**Objective:**
Copy out the lines below word for word, beginning with the first line and ending with the line that contains "POLYGON ((376 154, 393", including that line. Do not include the pictures in your answer.

** START OF Information shown **

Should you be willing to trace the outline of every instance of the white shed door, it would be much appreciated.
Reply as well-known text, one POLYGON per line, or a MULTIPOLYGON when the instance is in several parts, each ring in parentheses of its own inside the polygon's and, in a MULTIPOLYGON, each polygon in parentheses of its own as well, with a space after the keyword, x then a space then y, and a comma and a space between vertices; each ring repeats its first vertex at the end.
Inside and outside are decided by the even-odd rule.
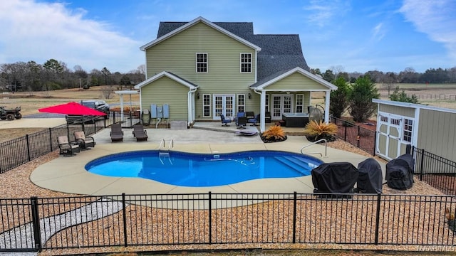
POLYGON ((376 154, 393 159, 400 154, 402 117, 379 112, 377 119, 376 154))

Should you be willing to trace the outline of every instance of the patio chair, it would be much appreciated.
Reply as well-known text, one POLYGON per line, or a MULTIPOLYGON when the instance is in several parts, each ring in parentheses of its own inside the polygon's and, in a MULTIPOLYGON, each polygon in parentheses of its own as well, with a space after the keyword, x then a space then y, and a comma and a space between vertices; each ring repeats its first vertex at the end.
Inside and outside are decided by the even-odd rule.
POLYGON ((236 125, 237 125, 237 129, 245 129, 245 126, 247 124, 247 117, 237 117, 236 120, 236 125))
POLYGON ((252 123, 250 126, 258 126, 258 124, 256 124, 256 123, 258 123, 258 121, 259 121, 259 114, 256 114, 255 118, 251 118, 247 120, 247 122, 252 123))
POLYGON ((220 119, 222 120, 222 126, 229 126, 227 124, 231 123, 231 119, 226 119, 224 114, 220 114, 220 119))
POLYGON ((247 119, 255 118, 255 114, 252 111, 247 111, 245 112, 245 117, 247 117, 247 119))
POLYGON ((57 142, 58 142, 60 154, 74 156, 75 153, 79 153, 79 144, 78 142, 70 142, 68 136, 59 136, 57 137, 57 142))
POLYGON ((109 136, 111 137, 111 142, 122 142, 123 141, 123 131, 122 130, 122 124, 113 124, 111 125, 111 131, 109 132, 109 136))
POLYGON ((145 142, 147 140, 147 131, 144 129, 142 124, 133 125, 133 136, 136 142, 145 142))
POLYGON ((75 132, 74 140, 79 143, 79 146, 83 149, 90 149, 95 146, 95 139, 91 136, 86 136, 84 132, 75 132))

** END OF Information shown **

**Written response:**
Should you be willing to trace the outline of every instance of the white shed door, it would be much appreciated.
Reply as well-known text, one POLYGON per line, or a MULTIPOLYGON when the instance is in several parts, each ring in parentheses of its own inside the polygon's and, in a MULTIPOLYGON, each polygon in parentheses of its own as well, with a space after the keyword, x then a space then y, and a comma and a space between vertices; each ring repeats its first vertex at the end.
Inside and outside are decided by the even-odd rule.
POLYGON ((376 154, 393 159, 400 154, 402 117, 379 112, 377 119, 376 154))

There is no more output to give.